El clímax es un buen ejemplo de todo lo que supone esta Carrie (2013). Peirce se enfrenta a la revisión de un momento icónico del cine de los setenta, a la vez cumbre de la propia película, con la misma escasez de ideas y propuestas innovadoras. Reproduce los acontecimientos pero lo que en De Palma era dilatación y suspense, recreación en la sádica enemiga de Carrie y en su mano sujetando la cuerda atada al inestable cubo lleno de sangre, aquí se reduce a la repetición (tres veces), de la caída del cubo, como si por acumulación pudiera suplir la fatal falta de estilo que acompaña todo el metraje, cumpliendo la máxima industrial de nuestros días en la que todo tiene que ser igual pero más. Como mayor es la posterior venganza de Carrie, más grande, más cruel, más espectacular pero sin especial interés en su ejecución cinematográfica. Ahí, Peirce sí que dilata la narración pero no como ejercicio de expansión del tempo sino como satisfacción mainstream que otorga un largo duelo final.

Lejos queda la exuberancia manierista de De Palma, sus pantallas partidas y sus juegos de cámara y color, lejos queda la partitura de Donaggio, que a veces recordaba las punzadas de cuerda del Bernard Hermann más hitchcockiano y otras tenía la bella solemnidad de una pieza religiosa (Beltrami, compositor de la actual, crea un banda sonora sin mucho sabor). 
Así, Kimberly Peirce ofrece un producto final prototípico del estado industrial Hollywoodiense: repetición de una fórmula, nostalgia como motor del espectador concretada en guiños (la película termina hasta con el mismo plano con el que finalizaba la original), bonito acabado visual, espectacularidad digital, sobredimensión de los momentos clave, reinvención mínima y mediocridad estilística. La directora ha hecho gala en el pasado de cierto talento, por eso es más triste comprobar esa sumisión a lo empresarial, esa falta de ganas, esa capitulación artística en favor de la impersonalidad, de la inercia y de la reiteración hasta dejar los conceptos originales huecos.

•••••

Según el fragmento sobre Carrie (2013), ¿por qué resulta más triste comprobar la sumisión de la directora a lo empresarial? Explícalo en una a tres oraciones. Los datos proceden de otra fuente.

(Elementos del conjunto de datos)

•••••

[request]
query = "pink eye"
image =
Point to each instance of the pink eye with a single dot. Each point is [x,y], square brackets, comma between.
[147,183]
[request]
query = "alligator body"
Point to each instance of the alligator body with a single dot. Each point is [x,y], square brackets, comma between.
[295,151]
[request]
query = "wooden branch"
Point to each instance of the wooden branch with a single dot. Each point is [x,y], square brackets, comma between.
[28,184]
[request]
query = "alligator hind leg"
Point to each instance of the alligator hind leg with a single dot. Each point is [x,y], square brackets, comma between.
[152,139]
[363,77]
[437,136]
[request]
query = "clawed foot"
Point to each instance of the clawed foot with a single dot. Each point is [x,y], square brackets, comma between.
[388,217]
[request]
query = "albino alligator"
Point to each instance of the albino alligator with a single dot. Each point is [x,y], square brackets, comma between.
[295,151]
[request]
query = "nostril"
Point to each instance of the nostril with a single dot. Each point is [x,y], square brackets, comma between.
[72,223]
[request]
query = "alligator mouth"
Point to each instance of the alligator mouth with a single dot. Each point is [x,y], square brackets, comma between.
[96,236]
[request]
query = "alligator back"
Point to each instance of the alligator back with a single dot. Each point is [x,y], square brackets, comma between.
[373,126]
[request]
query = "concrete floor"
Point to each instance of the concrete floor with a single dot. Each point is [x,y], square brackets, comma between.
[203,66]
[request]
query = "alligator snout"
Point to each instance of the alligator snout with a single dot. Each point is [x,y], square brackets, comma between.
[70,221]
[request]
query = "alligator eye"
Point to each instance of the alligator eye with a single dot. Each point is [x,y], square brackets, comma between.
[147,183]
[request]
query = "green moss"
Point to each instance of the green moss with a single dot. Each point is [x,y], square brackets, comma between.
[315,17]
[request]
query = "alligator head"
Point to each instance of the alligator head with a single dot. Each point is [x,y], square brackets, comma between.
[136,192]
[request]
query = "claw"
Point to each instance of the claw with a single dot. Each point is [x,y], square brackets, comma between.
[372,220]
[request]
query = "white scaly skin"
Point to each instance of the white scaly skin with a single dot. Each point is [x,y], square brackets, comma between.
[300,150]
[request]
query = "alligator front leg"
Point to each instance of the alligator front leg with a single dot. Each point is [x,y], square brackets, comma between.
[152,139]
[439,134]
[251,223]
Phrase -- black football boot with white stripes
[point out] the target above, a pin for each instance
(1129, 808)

•••••

- Respuesta a continuación
Resulta más triste porque Kimberly Peirce ha demostrado cierto talento en el pasado. Por eso decepciona más ver su falta de ganas y su capitulación artística en favor de la impersonalidad, la inercia y la reiteración.